Provided text →
--------------------------------------------------
/*-------------------------------------------------------------------------
 *
 * sinval.c
 *	  POSTGRES shared cache invalidation communication code.
 *
 * Portions Copyright (c) 1996-2005, PostgreSQL Global Development Group
 * Portions Copyright (c) 1994, Regents of the University of California
 *
 *
 * IDENTIFICATION
 *	  $PostgreSQL: pgsql/src/backend/storage/ipc/sinval.c,v 1.77 2005/08/20 23:26:21 tgl Exp $
 *
 *-------------------------------------------------------------------------
 */
#include "postgres.h"

#include <signal.h>

#include "access/xact.h"
#include "commands/async.h"
#include "miscadmin.h"
#include "storage/backendid.h"
#include "storage/ipc.h"
#include "storage/proc.h"
#include "storage/sinval.h"
#include "storage/sinvaladt.h"
#include "utils/inval.h"


/*
 * Because backends sitting idle will not be reading sinval events, we
 * need a way to give an idle backend a swift kick in the rear and make
 * it catch up before the sinval queue overflows and forces everyone
 * through a cache reset exercise.	This is done by broadcasting SIGUSR1
 * to all backends when the queue is threatening to become full.
 *
 * State for catchup events consists of two flags: one saying whether
 * the signal handler is currently allowed to call ProcessCatchupEvent
 * directly, and one saying whether the signal has occurred but the handler
 * was not allowed to call ProcessCatchupEvent at the time.
--------------------------------------------------
Given problem A →
Convert the rows into a Markdown table with the columns Nr and Entry. Start at the first line of the rows, end at the line that contains "point(457, 136)", give each line a number, and leave out blank lines.
--------------------------------------------------
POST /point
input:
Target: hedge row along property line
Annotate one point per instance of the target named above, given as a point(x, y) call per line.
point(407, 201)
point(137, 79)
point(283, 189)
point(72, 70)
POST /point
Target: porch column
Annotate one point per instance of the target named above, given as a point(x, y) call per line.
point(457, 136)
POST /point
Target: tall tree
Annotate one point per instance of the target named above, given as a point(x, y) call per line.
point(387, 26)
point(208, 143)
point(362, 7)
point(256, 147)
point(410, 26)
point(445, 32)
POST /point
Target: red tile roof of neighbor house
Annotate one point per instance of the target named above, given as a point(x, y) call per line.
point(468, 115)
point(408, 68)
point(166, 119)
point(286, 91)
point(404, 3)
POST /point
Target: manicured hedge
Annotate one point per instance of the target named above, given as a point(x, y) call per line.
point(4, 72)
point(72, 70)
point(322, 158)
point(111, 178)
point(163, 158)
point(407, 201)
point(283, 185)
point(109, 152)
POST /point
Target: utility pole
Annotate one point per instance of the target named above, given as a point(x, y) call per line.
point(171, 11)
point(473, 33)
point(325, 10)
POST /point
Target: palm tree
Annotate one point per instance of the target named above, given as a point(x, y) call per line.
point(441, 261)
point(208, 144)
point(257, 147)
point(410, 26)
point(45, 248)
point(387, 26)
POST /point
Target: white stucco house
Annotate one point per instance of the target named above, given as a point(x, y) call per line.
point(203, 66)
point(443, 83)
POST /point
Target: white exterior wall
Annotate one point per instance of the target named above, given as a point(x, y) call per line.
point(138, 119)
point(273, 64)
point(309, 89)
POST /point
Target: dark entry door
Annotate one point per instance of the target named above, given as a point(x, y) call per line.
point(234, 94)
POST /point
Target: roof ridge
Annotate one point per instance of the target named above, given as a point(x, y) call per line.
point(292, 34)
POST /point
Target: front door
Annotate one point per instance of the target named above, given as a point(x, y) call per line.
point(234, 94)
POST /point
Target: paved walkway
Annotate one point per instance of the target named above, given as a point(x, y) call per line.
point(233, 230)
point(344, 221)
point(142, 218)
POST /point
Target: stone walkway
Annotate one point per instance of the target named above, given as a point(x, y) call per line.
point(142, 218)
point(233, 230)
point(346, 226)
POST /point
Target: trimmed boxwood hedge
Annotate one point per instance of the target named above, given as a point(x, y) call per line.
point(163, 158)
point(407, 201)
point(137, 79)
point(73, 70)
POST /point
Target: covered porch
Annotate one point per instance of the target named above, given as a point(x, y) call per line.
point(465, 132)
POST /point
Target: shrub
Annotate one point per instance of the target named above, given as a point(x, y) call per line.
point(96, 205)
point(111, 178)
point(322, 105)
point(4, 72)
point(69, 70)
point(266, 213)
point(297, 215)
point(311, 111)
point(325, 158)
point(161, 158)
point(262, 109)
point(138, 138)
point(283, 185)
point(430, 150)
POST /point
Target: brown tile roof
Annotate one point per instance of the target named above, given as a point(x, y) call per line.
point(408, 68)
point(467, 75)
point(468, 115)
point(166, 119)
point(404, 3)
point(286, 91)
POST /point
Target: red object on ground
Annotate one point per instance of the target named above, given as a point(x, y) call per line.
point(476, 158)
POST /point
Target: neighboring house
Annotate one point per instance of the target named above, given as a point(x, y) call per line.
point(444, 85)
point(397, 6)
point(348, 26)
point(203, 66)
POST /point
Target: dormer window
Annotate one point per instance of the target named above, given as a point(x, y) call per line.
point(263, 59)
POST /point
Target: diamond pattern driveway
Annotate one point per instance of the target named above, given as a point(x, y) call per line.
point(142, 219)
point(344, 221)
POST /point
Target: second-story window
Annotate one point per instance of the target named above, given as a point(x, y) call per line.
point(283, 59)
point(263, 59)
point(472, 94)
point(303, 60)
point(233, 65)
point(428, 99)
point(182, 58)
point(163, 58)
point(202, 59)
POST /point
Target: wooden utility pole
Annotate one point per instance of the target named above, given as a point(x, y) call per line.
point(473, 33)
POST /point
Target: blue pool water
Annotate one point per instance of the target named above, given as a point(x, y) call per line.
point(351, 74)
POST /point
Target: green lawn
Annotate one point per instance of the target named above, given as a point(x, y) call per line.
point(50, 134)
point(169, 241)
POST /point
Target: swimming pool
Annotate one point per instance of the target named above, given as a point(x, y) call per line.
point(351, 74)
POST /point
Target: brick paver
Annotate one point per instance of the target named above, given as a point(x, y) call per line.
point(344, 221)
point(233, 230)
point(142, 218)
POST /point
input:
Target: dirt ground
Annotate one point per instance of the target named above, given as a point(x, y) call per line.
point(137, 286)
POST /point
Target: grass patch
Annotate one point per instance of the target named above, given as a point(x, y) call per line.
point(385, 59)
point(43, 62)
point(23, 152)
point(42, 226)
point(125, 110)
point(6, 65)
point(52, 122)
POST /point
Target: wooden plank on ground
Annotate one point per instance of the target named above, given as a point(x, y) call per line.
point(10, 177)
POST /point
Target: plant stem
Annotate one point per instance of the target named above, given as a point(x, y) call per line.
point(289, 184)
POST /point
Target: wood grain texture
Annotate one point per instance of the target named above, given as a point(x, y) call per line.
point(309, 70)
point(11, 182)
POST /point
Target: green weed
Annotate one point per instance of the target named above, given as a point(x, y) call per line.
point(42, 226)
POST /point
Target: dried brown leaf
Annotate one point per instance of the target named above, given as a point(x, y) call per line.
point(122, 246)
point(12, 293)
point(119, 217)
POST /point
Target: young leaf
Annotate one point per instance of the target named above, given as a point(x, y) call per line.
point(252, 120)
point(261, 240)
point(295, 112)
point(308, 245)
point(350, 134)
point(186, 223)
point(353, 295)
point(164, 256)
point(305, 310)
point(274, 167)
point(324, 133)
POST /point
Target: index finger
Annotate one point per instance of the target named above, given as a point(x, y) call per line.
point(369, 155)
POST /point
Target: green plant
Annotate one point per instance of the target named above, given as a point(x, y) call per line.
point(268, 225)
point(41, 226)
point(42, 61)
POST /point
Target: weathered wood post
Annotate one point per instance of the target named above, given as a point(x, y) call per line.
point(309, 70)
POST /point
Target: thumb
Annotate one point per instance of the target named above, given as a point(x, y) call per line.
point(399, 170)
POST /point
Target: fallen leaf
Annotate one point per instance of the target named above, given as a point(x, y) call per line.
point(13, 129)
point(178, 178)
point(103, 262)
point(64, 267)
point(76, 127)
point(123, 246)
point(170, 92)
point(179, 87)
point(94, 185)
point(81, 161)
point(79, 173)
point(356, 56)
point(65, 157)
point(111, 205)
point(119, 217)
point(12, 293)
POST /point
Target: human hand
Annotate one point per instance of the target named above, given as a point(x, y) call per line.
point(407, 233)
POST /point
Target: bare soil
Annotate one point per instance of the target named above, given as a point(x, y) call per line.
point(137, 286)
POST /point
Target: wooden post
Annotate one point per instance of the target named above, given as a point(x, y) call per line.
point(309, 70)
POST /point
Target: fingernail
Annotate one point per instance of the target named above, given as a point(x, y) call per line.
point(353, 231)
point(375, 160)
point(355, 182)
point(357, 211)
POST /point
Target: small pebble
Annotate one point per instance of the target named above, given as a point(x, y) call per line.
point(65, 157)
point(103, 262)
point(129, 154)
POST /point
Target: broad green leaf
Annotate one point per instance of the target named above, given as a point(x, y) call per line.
--------------------------------------------------
Given problem B →
Carry on the shared cache invalidation source code from where it stops.

Output A →
| Nr | Entry |
|---|---|
| 1 | POST /point |
| 2 | input: |
| 3 | Target: hedge row along property line |
| 4 | Annotate one point per instance of the target named above, given as a point(x, y) call per line. |
| 5 | point(407, 201) |
| 6 | point(137, 79) |
| 7 | point(283, 189) |
| 8 | point(72, 70) |
| 9 | POST /point |
| 10 | Target: porch column |
| 11 | Annotate one point per instance of the target named above, given as a point(x, y) call per line. |
| 12 | point(457, 136) |

Output B →
 *
 * NB: the "volatile" on these declarations is critical!  If your compiler
 * does not grok "volatile", you'd be best advised to compile this file
 * with all optimization turned off.
 */
static volatile int catchupInterruptEnabled = 0;
static volatile int catchupInterruptOccurred = 0;

static void ProcessCatchupEvent(void);


/****************************************************************************/
/*	CreateSharedInvalidationState()		 Initialize SI buffer				*/
/*																			*/
/*	should be called only by the POSTMASTER									*/
/****************************************************************************/
void
CreateSharedInvalidationState(void)
{
	/* SInvalLock must be initialized already, during LWLock init */
	SIBufferInit();
}

/*
 * InitBackendSharedInvalidationState
 *		Initialize new backend's state info in buffer segment.
 */
void
InitBackendSharedInvalidationState(void)
{
	int			flag;

	LWLockAcquire(SInvalLock, LW_EXCLUSIVE);
	flag = SIBackendInit(shmInvalBuffer);
	LWLockRelease(SInvalLock);
	if (flag < 0)				/* unexpected problem */
		elog(FATAL, "shared cache invalidation initialization failed");
	if (flag == 0)				/* expected problem: MaxBackends exceeded */
		ereport(FATAL,
				(errcode(ERRCODE_TOO_MANY_CONNECTIONS),
				 errmsg("sorry, too many clients already")));
}

/*
 * SendSharedInvalidMessage
 *	Add a shared-cache-invalidation message to the global SI message queue.
 */
void
SendSharedInvalidMessage(SharedInvalidationMessage *msg)
{
	bool		insertOK;

	LWLockAcquire(SInvalLock, LW_EXCLUSIVE);
	insertOK = SIInsertDataEntry(shmInvalBuffer, msg);
	LWLockRelease(SInvalLock);
	if (!insertOK)
		elog(DEBUG4, "SI buffer overflow");
}

/*
 * ReceiveSharedInvalidMessages
 *		Process shared-cache-invalidation messages waiting for this backend
 *
 * NOTE: it is entirely possible for this routine to be invoked recursively
 * as a consequence of processing inside the invalFunction or resetFunction.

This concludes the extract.